Texto de leitura -
Data: 24 de Maio de 2012

ASSUNTO:
- Liquidação da quantia exequenda
- Princípio da adequação formal
- Princípio da cooperação

SUMÁRIO
- Se ficou provado que o executado pagou determinadas quantias a título de lucros e juros, sem no entanto saber em que proporção para cada um deles, e, por outro, não se sabe se houve ou não acordo entre a exequente e o executado quanto ao modo de imputação dos pagamentos feitos, a liquidação da quantia exequenda tem de ser feita pelo tribunal nos termos do artº 690º e seguintes do CPCM.
- Não é exigível, nem é legítimo esperar, que o juíz faça tudo em substituição das partes em nome do princípio da adequação formal.
- O CPCM, além de consagrar o princípio da adequação formal, prevê ainda o princípio da cooperação (cfr. artº 8º), nos termos do qual os magistrados, os mandatários judiciais e as partes devem cooperar entre si na condução e intervenção no processo, contribuindo para se obter, com brevidade e eficácia, a justa composição do litígio.
- A exequente, caso quisesse aproveitar o processado para seguir a tramitação da liquidação prevista no artº 690º do CPCM, a fim de evitar uma nova execução, deveria o ter pedido, na resposta aos embargos, mesmo a título subsidiário, ao Tribunal a quo.

Segmento de dados -
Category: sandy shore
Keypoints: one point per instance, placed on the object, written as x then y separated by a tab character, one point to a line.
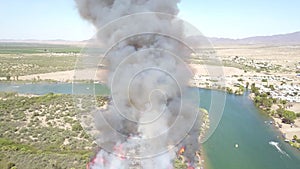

Enunciado da tarefa - Transcreva fielmente o trecho do texto de leitura que vai desde "- O CPCM, além" até "Tribunal a quo.", incluindo essas palavras.

Solução do problema -
- O CPCM, além de consagrar o princípio da adequação formal, prevê ainda o princípio da cooperação (cfr. artº 8º), nos termos do qual os magistrados, os mandatários judiciais e as partes devem cooperar entre si na condução e intervenção no processo, contribuindo para se obter, com brevidade e eficácia, a justa composição do litígio.
- A exequente, caso quisesse aproveitar o processado para seguir a tramitação da liquidação prevista no artº 690º do CPCM, a fim de evitar uma nova execução, deveria o ter pedido, na resposta aos embargos, mesmo a título subsidiário, ao Tribunal a quo.